## PROBLEM DESCRIPTION
Find each line in the items below that contains the word "house", and copy those lines in full.

## DATA ROWS

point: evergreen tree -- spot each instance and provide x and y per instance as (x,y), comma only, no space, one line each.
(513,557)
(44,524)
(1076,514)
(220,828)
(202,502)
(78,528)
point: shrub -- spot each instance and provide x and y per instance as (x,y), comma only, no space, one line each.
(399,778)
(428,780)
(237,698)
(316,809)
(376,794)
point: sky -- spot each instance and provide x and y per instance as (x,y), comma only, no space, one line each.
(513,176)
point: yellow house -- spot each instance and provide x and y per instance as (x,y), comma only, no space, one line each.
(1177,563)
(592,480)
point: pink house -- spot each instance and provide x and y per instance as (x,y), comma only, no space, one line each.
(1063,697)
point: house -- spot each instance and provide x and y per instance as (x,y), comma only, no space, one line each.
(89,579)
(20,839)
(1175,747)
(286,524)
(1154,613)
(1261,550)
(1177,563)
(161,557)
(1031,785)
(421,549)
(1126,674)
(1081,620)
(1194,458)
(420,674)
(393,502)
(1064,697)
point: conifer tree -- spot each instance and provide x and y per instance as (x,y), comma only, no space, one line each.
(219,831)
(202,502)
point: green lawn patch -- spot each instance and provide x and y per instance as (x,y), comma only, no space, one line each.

--

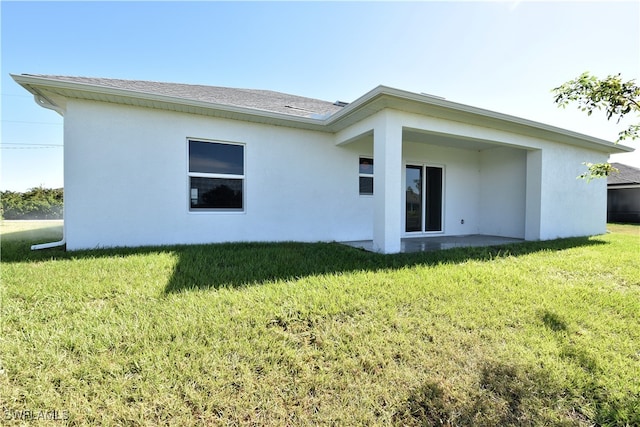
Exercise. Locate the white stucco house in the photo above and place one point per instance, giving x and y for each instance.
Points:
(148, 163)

## RIGHT ANSWER
point: yellow house -- spot each instance and provide x and y per instance as (x,y), comma only, no space, one line each.
point: pink house -- spot each instance and provide x and y per instance as (x,y), comma only, no space, one line each.
point: house -- spot each instance and provide x and y per instance as (x,y), comma only, no space, one line each.
Exercise. Locate the white stucco house in the photo above and place one point per instance, giving x and y for each instance.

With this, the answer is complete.